### Data for the task:
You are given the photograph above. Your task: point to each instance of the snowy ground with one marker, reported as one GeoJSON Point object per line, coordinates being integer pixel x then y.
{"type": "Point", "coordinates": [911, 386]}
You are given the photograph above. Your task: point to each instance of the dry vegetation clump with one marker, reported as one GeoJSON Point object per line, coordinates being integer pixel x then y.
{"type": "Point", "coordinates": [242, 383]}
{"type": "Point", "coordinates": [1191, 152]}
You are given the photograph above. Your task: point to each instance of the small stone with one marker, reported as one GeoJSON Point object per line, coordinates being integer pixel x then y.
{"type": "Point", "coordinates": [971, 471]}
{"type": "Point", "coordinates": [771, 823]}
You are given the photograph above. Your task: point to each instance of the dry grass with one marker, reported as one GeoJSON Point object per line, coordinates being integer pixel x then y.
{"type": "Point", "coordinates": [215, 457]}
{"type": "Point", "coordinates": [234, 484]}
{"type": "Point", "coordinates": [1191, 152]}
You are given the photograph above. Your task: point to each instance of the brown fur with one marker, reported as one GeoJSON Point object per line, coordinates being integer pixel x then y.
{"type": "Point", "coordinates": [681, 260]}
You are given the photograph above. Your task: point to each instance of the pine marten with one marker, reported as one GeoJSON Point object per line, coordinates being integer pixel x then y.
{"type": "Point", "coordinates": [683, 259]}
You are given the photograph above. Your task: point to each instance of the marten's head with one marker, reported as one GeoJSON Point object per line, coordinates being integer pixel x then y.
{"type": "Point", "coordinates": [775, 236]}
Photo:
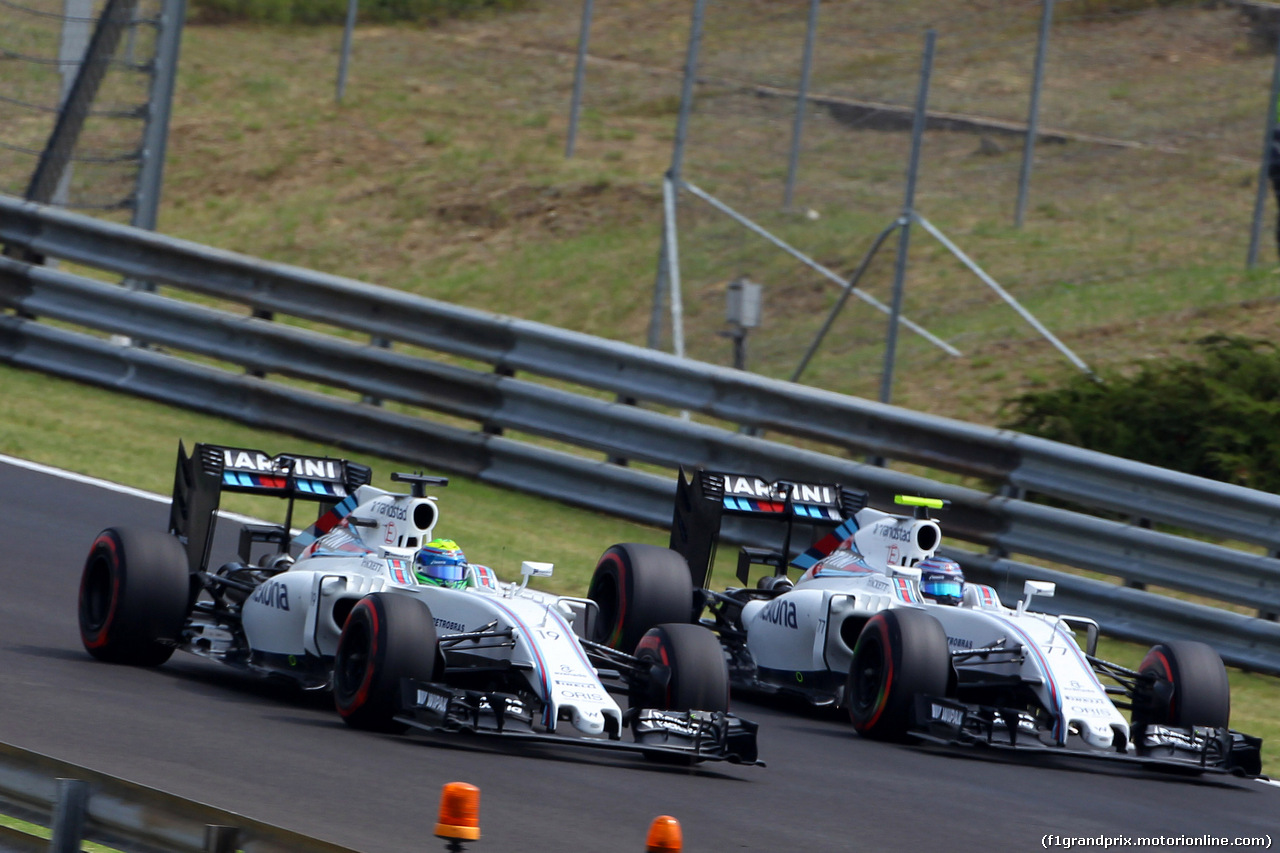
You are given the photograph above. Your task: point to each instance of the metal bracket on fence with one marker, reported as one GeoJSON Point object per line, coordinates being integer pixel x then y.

### Task brief:
In the copy, include all records verbatim but no images.

### Answer in full:
You are given the photograph above. Your task: point to each instance of the snowy ground with one marker, reported as one GeoJSON Point object per line, coordinates being integer pixel x then y.
{"type": "Point", "coordinates": [911, 386]}
You are given the photograph above. Your task: point to each instance of the dry vegetation clump with one marker, reported as one GeoJSON Point object per line, coordinates being integer pixel x then y.
{"type": "Point", "coordinates": [242, 383]}
{"type": "Point", "coordinates": [1191, 152]}
You are given the photograph above. Your task: point to each instance of the small stone with one marker, reported as one GeoJSON Point object per line, coordinates being integer pixel x then y.
{"type": "Point", "coordinates": [971, 471]}
{"type": "Point", "coordinates": [771, 823]}
You are given the photograph above. Your task: point to each instance of the dry grass with one marker, reported as one GeoJSON Point object per line, coordinates being integer pixel x then y.
{"type": "Point", "coordinates": [215, 457]}
{"type": "Point", "coordinates": [234, 484]}
{"type": "Point", "coordinates": [1191, 152]}
You are given the photograph above. Your task: point to each instance of the brown fur with one marker, reported as one GeoJSON Point object per line, coordinates being integer pixel x then y.
{"type": "Point", "coordinates": [681, 260]}
You are given the photograph above. Your task: point to each instance of the pine marten with one marker, reported as one GeoJSON Point object per line, coordinates being integer pixel x then y.
{"type": "Point", "coordinates": [683, 259]}
You are given the photograph above. Your task: point to each instance of the marten's head with one marker, reported as one GeoJSON Point object per line, coordinates being integer pixel x then y.
{"type": "Point", "coordinates": [775, 236]}
Photo:
You are given the photograph above. Your task: point to each instance of the metal bracket on fence with one marker, reported as one GeoJSON Point object per line, coordinates being integer pixel x then y.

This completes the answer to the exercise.